Find each line in the items below that contains the string "background" with matching case, and copy every such line.

====

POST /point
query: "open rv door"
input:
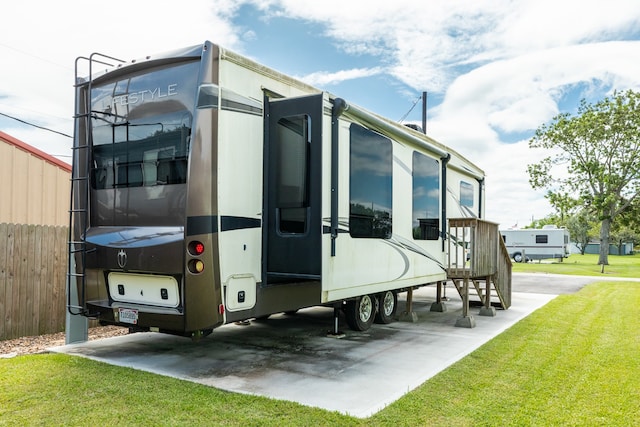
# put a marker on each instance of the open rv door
(292, 193)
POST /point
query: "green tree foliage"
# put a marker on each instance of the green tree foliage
(595, 156)
(581, 228)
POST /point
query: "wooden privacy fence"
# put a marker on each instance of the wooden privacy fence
(33, 266)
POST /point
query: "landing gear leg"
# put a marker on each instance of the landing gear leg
(336, 333)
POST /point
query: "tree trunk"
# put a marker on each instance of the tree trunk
(605, 227)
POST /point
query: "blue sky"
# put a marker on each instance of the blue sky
(494, 70)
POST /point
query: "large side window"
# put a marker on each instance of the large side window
(466, 194)
(370, 188)
(426, 197)
(542, 238)
(292, 173)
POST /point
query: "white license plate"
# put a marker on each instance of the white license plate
(128, 315)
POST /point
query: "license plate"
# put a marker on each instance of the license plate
(128, 315)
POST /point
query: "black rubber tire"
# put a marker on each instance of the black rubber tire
(387, 306)
(359, 313)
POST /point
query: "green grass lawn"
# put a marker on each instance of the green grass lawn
(585, 265)
(576, 361)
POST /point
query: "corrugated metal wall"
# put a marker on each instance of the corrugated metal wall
(33, 189)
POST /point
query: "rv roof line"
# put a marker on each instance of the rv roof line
(392, 128)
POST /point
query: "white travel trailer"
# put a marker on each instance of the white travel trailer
(544, 243)
(209, 189)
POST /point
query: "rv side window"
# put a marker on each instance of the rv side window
(466, 194)
(426, 197)
(542, 238)
(291, 161)
(370, 168)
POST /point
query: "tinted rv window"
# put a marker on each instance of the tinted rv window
(426, 197)
(141, 125)
(370, 166)
(466, 194)
(291, 162)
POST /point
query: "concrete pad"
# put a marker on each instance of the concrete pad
(290, 357)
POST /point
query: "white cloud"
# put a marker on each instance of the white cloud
(324, 78)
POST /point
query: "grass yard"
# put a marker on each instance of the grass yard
(585, 265)
(575, 361)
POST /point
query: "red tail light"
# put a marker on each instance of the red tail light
(196, 248)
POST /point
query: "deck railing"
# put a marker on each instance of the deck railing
(476, 251)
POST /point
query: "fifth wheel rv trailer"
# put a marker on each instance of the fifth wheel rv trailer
(529, 244)
(208, 189)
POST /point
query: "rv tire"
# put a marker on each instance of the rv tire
(360, 312)
(387, 305)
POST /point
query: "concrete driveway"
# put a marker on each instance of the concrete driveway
(290, 357)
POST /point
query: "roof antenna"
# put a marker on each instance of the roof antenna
(424, 112)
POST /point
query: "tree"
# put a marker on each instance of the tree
(580, 226)
(595, 157)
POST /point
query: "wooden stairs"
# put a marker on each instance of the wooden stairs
(479, 266)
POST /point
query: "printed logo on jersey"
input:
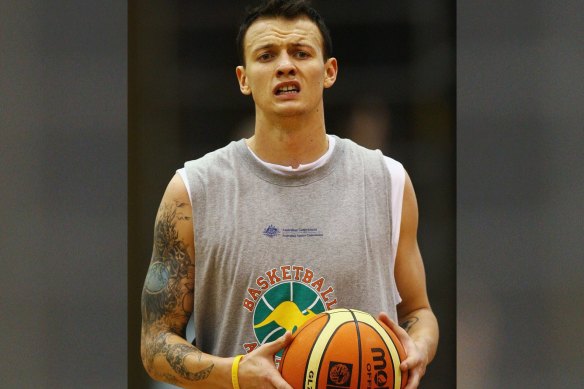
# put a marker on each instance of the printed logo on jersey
(282, 299)
(272, 231)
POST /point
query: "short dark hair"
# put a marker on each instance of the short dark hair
(288, 9)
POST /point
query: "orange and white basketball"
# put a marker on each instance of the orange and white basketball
(343, 348)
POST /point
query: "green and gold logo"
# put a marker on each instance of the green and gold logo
(284, 299)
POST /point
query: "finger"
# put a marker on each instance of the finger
(384, 318)
(278, 344)
(279, 382)
(413, 380)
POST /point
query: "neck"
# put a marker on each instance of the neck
(289, 142)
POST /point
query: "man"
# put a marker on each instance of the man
(267, 231)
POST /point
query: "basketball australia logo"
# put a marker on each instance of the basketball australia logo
(282, 299)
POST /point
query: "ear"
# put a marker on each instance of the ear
(331, 69)
(242, 79)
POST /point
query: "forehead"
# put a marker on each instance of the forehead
(281, 31)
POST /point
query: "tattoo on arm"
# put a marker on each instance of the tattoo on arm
(169, 285)
(408, 324)
(176, 358)
(167, 297)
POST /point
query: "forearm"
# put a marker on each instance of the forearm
(422, 326)
(170, 358)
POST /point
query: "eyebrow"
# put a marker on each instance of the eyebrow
(271, 45)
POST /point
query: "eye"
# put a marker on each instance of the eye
(301, 54)
(264, 57)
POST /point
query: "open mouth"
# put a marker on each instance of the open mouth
(285, 89)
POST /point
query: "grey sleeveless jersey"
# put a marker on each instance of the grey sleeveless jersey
(273, 250)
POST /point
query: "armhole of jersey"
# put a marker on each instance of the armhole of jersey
(398, 182)
(183, 174)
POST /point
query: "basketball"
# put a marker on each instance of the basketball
(343, 348)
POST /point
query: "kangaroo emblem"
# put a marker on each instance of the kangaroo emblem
(287, 315)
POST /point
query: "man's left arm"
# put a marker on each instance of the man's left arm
(418, 327)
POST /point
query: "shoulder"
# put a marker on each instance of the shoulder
(176, 191)
(226, 155)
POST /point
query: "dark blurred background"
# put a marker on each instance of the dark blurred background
(69, 222)
(395, 92)
(63, 194)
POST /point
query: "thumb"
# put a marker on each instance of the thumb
(278, 344)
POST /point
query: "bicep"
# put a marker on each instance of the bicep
(167, 296)
(409, 268)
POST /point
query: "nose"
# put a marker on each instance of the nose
(286, 66)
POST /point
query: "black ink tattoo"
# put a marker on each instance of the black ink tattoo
(176, 359)
(167, 297)
(407, 324)
(170, 277)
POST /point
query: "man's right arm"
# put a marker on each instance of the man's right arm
(168, 295)
(168, 302)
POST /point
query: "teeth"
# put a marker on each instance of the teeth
(287, 88)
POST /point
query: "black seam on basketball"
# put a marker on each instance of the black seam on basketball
(328, 318)
(389, 352)
(358, 346)
(331, 337)
(295, 334)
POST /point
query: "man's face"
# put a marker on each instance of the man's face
(285, 70)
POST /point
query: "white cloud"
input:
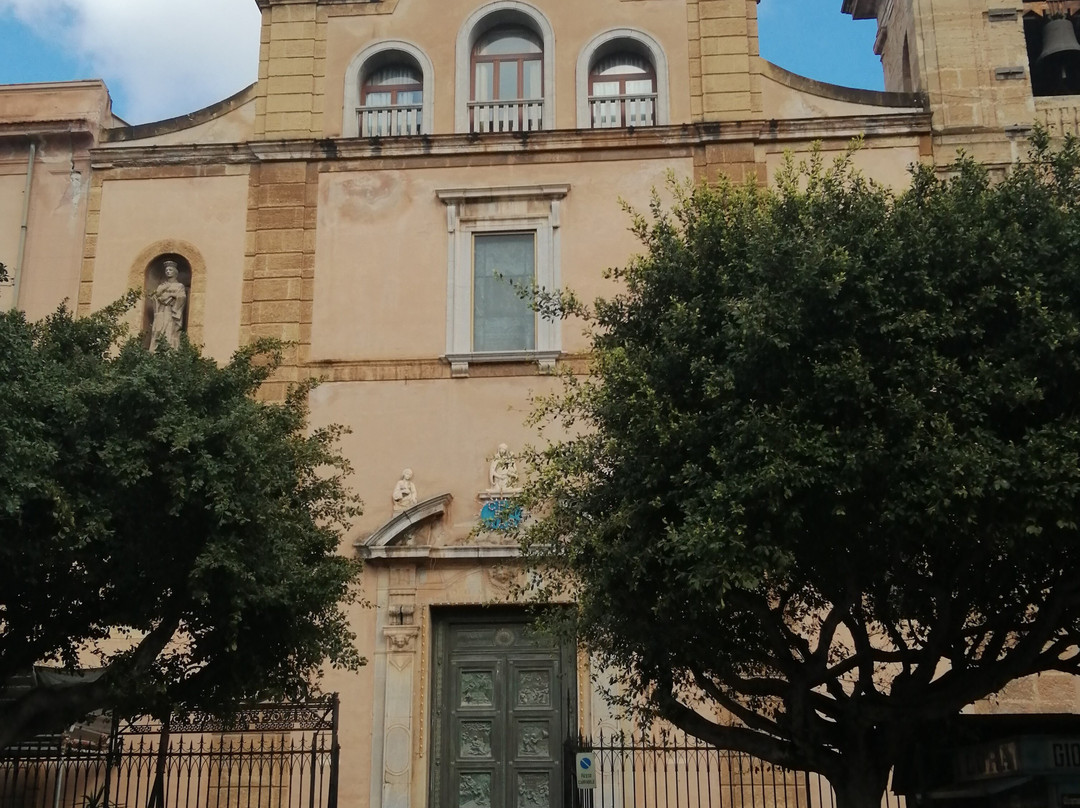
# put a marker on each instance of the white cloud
(162, 57)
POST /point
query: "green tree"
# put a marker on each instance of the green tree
(824, 477)
(161, 523)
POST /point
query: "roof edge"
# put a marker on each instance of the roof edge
(838, 92)
(179, 123)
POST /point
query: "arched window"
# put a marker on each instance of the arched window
(622, 81)
(388, 92)
(391, 99)
(505, 73)
(622, 91)
(507, 80)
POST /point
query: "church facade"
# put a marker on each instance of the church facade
(365, 200)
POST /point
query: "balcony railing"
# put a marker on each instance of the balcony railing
(523, 115)
(616, 111)
(390, 121)
(1058, 113)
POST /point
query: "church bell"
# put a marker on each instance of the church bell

====

> _Solution to the problem_:
query: "dark blurred background"
# put a marker on each instance of the dark blurred background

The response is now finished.